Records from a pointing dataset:
■ ■ ■

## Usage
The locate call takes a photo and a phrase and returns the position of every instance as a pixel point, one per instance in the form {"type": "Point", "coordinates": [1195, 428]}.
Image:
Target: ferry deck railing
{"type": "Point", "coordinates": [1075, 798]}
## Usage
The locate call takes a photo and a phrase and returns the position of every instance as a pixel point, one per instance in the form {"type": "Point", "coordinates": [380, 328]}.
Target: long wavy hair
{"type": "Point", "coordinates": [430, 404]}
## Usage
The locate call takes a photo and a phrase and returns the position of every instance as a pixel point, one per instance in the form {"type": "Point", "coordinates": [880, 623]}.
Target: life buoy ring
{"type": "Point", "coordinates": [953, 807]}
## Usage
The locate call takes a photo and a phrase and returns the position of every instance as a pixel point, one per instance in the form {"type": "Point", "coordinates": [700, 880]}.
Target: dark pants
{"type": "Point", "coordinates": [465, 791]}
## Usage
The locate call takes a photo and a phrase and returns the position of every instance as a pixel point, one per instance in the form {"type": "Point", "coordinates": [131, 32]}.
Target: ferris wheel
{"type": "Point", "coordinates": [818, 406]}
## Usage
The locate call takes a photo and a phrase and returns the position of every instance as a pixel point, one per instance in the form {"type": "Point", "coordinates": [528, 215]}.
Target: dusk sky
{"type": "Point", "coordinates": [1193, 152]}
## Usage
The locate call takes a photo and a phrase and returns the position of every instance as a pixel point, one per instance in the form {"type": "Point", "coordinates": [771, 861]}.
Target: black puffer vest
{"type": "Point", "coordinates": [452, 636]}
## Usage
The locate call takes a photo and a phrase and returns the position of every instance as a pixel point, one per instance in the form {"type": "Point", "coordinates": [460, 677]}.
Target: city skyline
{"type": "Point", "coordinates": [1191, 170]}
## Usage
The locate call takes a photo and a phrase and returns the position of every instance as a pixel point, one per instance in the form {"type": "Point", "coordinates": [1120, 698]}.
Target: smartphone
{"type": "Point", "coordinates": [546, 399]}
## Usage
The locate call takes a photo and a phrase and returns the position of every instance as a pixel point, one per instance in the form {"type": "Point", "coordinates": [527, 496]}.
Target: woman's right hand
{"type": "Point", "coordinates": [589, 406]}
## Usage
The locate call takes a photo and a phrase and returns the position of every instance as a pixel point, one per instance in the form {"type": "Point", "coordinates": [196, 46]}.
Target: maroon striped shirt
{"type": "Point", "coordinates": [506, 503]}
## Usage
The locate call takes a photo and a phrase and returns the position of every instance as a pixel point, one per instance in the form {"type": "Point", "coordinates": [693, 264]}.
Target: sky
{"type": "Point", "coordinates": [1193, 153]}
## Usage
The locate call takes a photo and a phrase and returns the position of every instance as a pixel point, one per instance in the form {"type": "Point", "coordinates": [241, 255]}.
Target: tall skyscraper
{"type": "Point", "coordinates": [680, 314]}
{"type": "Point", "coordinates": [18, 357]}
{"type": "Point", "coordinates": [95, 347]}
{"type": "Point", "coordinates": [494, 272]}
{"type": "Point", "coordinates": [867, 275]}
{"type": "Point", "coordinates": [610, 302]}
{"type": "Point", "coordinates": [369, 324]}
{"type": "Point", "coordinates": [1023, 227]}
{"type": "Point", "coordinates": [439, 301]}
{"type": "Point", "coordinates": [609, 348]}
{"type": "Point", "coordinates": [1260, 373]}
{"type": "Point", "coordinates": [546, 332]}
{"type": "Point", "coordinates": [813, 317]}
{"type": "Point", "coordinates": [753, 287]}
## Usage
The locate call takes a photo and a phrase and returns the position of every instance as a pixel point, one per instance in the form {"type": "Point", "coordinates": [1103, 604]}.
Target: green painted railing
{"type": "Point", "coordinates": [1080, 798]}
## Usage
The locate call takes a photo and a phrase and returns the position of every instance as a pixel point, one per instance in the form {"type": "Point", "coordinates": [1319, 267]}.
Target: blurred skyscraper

■ ■ ■

→ SET EXERCISE
Return all of the records above line for line, with nothing changed.

→ ANSWER TO THIS PROBLEM
## Usage
The locate call takes a photo and a phrase and returns the position of every instance as a pixel point, one per instance in the form {"type": "Point", "coordinates": [1195, 428]}.
Image:
Target: ferry deck railing
{"type": "Point", "coordinates": [1075, 798]}
## Usage
The locate call takes a photo and a phrase and returns the position of every instance as a pixel point, one per instance in the form {"type": "Point", "coordinates": [380, 328]}.
Target: long wavy hair
{"type": "Point", "coordinates": [430, 404]}
## Usage
The locate call takes a photo and a phrase and returns the position of every instance as a pixel point, one per instance in the form {"type": "Point", "coordinates": [880, 623]}.
Target: life buoy ring
{"type": "Point", "coordinates": [953, 807]}
## Usage
The locate call takes a photo and a phrase and returns the position of every instance as a pixel point, one per instance in the form {"type": "Point", "coordinates": [700, 880]}.
Target: dark pants
{"type": "Point", "coordinates": [465, 791]}
## Usage
The locate call takes a photo and a phrase and returns the position of every instance as a pixel point, one per instance in the form {"type": "Point", "coordinates": [131, 32]}.
Target: ferris wheel
{"type": "Point", "coordinates": [818, 406]}
## Usage
The locate call takes a photo and a phrase and returns the position of every instance as a pixel point, one per instance in the form {"type": "Point", "coordinates": [528, 215]}.
Target: dusk sky
{"type": "Point", "coordinates": [1193, 152]}
## Usage
The locate call takes a photo and a phrase and returns the position of every instance as a pixel point, one per instance in the form {"type": "Point", "coordinates": [771, 861]}.
Target: black puffer vest
{"type": "Point", "coordinates": [452, 636]}
## Usage
The locate call takes a photo and a phrase and returns the position of every instance as a pixel point, one per instance in the form {"type": "Point", "coordinates": [460, 677]}.
Target: city skyline
{"type": "Point", "coordinates": [1191, 170]}
## Usage
The locate call takes a photo and a phrase and returns the position of every instance as a pixel point, one per instance in the form {"type": "Point", "coordinates": [1120, 698]}.
Target: smartphone
{"type": "Point", "coordinates": [546, 399]}
## Usage
The locate call takes a photo and a phrase and returns the position of every instance as a pixel point, one per instance in the form {"type": "Point", "coordinates": [527, 496]}.
Target: woman's right hand
{"type": "Point", "coordinates": [589, 406]}
## Usage
The locate call takes a photo and a phrase and returns the position of every instance as a pixel point, one per instance in the form {"type": "Point", "coordinates": [196, 46]}.
Target: maroon striped shirt
{"type": "Point", "coordinates": [506, 503]}
## Usage
The locate call takes a photo and a phrase and returns the position of every instance as a pixel point, one per instance in the form {"type": "Point", "coordinates": [693, 264]}.
Target: sky
{"type": "Point", "coordinates": [1193, 153]}
## Usage
The locate call takes a photo and a phrase and returns the position of every instance as a pixel point, one per instance in the form {"type": "Point", "coordinates": [241, 255]}.
Target: tall skyscraper
{"type": "Point", "coordinates": [680, 314]}
{"type": "Point", "coordinates": [18, 357]}
{"type": "Point", "coordinates": [95, 347]}
{"type": "Point", "coordinates": [494, 272]}
{"type": "Point", "coordinates": [867, 275]}
{"type": "Point", "coordinates": [610, 302]}
{"type": "Point", "coordinates": [369, 324]}
{"type": "Point", "coordinates": [1023, 227]}
{"type": "Point", "coordinates": [439, 301]}
{"type": "Point", "coordinates": [609, 348]}
{"type": "Point", "coordinates": [1260, 373]}
{"type": "Point", "coordinates": [546, 332]}
{"type": "Point", "coordinates": [813, 317]}
{"type": "Point", "coordinates": [753, 287]}
## Usage
The locate call takes a photo and a phrase and returns the position of every instance as a pixel point, one per instance in the form {"type": "Point", "coordinates": [1103, 604]}.
Target: green painted railing
{"type": "Point", "coordinates": [1080, 798]}
## Usage
The locate call takes a photo and a phrase and returns the position of every instance as a pixel point, one per instance in the form {"type": "Point", "coordinates": [1319, 267]}.
Target: blurred skyscraper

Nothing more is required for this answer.